PROBLEM TO SOLVE: Copy out the rows below with "office chair" swapped for "swivel chair", keeping every other part the same.

Dataset excerpt
-------------------------
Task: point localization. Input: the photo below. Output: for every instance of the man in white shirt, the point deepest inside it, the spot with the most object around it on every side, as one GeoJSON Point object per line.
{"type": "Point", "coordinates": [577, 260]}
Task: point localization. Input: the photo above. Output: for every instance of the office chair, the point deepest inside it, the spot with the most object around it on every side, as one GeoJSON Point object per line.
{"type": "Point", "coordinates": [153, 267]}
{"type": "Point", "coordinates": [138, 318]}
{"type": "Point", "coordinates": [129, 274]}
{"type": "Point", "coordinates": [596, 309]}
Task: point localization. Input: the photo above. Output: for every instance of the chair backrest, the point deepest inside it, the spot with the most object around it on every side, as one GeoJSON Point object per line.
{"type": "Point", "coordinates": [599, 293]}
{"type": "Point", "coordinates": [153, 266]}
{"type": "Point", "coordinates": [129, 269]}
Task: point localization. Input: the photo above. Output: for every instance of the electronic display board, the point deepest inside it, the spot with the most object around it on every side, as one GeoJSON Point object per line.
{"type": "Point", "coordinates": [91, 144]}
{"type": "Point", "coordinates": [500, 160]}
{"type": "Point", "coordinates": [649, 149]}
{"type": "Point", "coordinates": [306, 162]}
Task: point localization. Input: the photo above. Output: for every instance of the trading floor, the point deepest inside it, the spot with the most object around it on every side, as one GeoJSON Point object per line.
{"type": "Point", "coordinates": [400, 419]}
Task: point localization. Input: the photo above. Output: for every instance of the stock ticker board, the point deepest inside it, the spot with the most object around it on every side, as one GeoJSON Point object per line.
-------------------------
FULL ANSWER:
Task: point localization. Input: the photo below. Output: for every instance of the man in white shirt, the point deepest inside it, the spot with the most object around it on every side, as one GeoJSON Point object per line.
{"type": "Point", "coordinates": [577, 260]}
Task: point localization. Input: the photo above. Output: for every instance of the swivel chair, the point deepest inside it, the spot with the most object around it on every side, as one GeoJSON Point object per line.
{"type": "Point", "coordinates": [153, 267]}
{"type": "Point", "coordinates": [138, 318]}
{"type": "Point", "coordinates": [129, 274]}
{"type": "Point", "coordinates": [596, 309]}
Task: point localization. Input: the photo above. Output: for every instance of the chair backrest, the point deepest inside it, the spot with the most object around it on every side, as one GeoJSON Point object per line.
{"type": "Point", "coordinates": [599, 293]}
{"type": "Point", "coordinates": [153, 266]}
{"type": "Point", "coordinates": [129, 269]}
Task: point localization. Input: the photo above. Output: for every instance of the electronic display board, the point deepest inside it, the spot with the most object around it on every side, as one GeoJSON Point object per line.
{"type": "Point", "coordinates": [91, 144]}
{"type": "Point", "coordinates": [500, 160]}
{"type": "Point", "coordinates": [649, 149]}
{"type": "Point", "coordinates": [306, 162]}
Task: point localization. Input: the photo above. Output: for every instance of the trading floor, the point deepest inside it, the spot with the most object around it on every side, as one GeoJSON Point object per line.
{"type": "Point", "coordinates": [400, 419]}
Task: point localization. Input: the photo above. Output: for every instance of the stock ticker board, the point deepest inside it, the spot with the most object around it on every side, as one GeoJSON Point object per line.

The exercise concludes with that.